_Task directions_: Please extract the text lines of every entry below, repeating each one verbatim. Leave the pictures out of your answer.

[Image outline annotation entries]
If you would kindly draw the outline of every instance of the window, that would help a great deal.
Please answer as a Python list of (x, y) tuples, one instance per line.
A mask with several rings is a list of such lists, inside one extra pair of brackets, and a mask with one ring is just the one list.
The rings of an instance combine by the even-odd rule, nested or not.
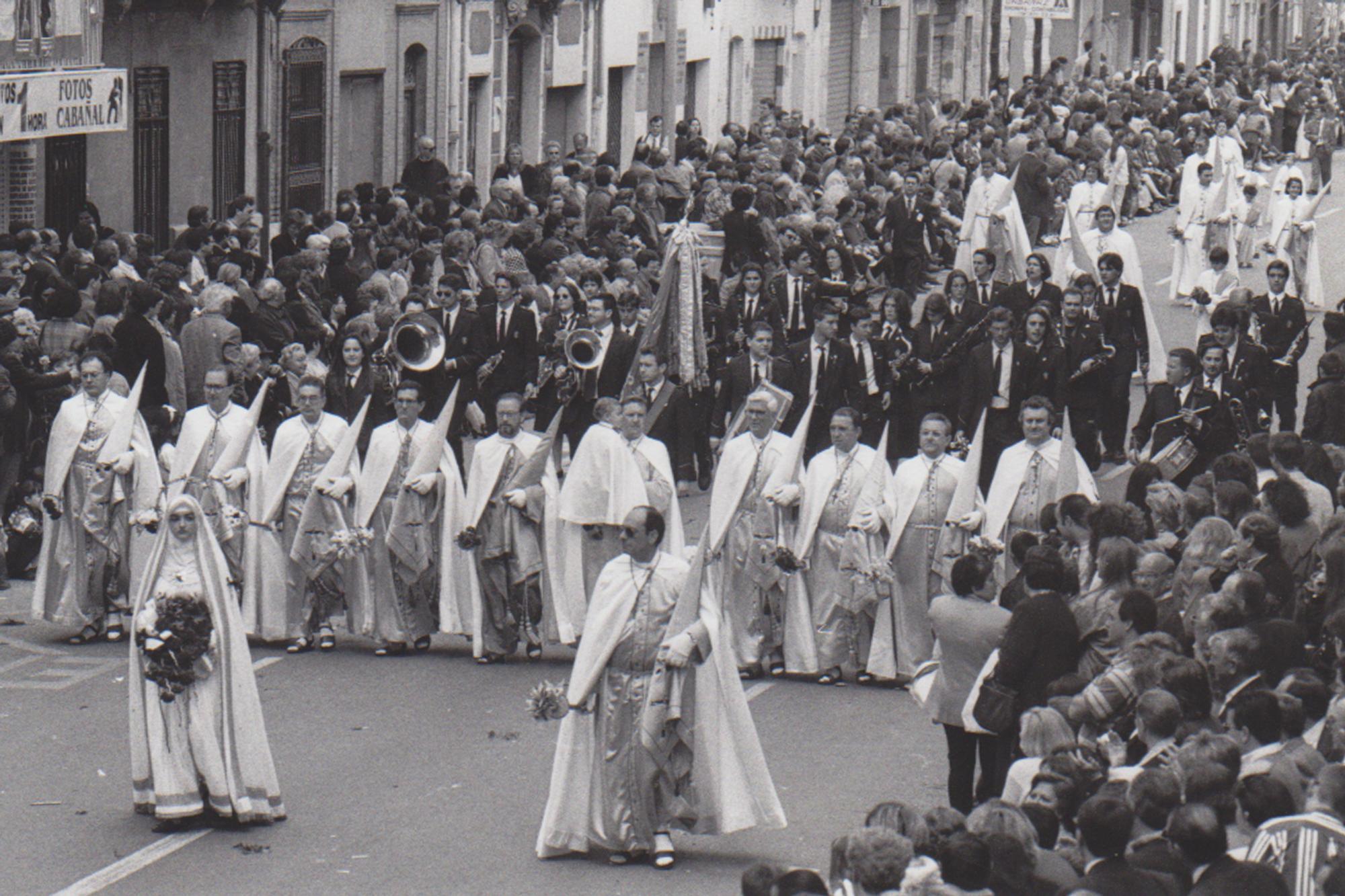
[(214, 183), (215, 218), (229, 215), (229, 203), (246, 192), (247, 63), (215, 63)]
[(300, 38), (285, 50), (285, 209), (323, 207), (327, 160), (327, 44)]
[(168, 248), (168, 69), (144, 66), (132, 73), (136, 104), (133, 139), (136, 230)]
[(408, 159), (416, 157), (416, 141), (429, 130), (425, 114), (429, 93), (425, 83), (426, 57), (425, 47), (418, 43), (406, 47), (402, 54), (402, 116), (406, 121)]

_Exercise response_:
If you would kindly draw the outline of every instance of the window, that would help a great deal.
Please answer as a Python list of (x, y) tuples, one instance per line.
A mask with several rings is a list of such lists, inside one extra pair of brackets, and a mask with one ring is just the one list.
The rings of an instance combine by the even-odd rule, nested or not.
[(214, 183), (215, 218), (229, 215), (229, 203), (246, 192), (247, 63), (215, 63)]
[(300, 38), (285, 50), (285, 209), (323, 207), (327, 160), (327, 44)]
[(168, 248), (168, 69), (144, 66), (132, 73), (136, 104), (133, 139), (136, 230)]
[(408, 159), (416, 157), (416, 141), (429, 130), (425, 114), (429, 93), (425, 83), (426, 57), (425, 47), (418, 43), (406, 47), (402, 54), (402, 116), (406, 121)]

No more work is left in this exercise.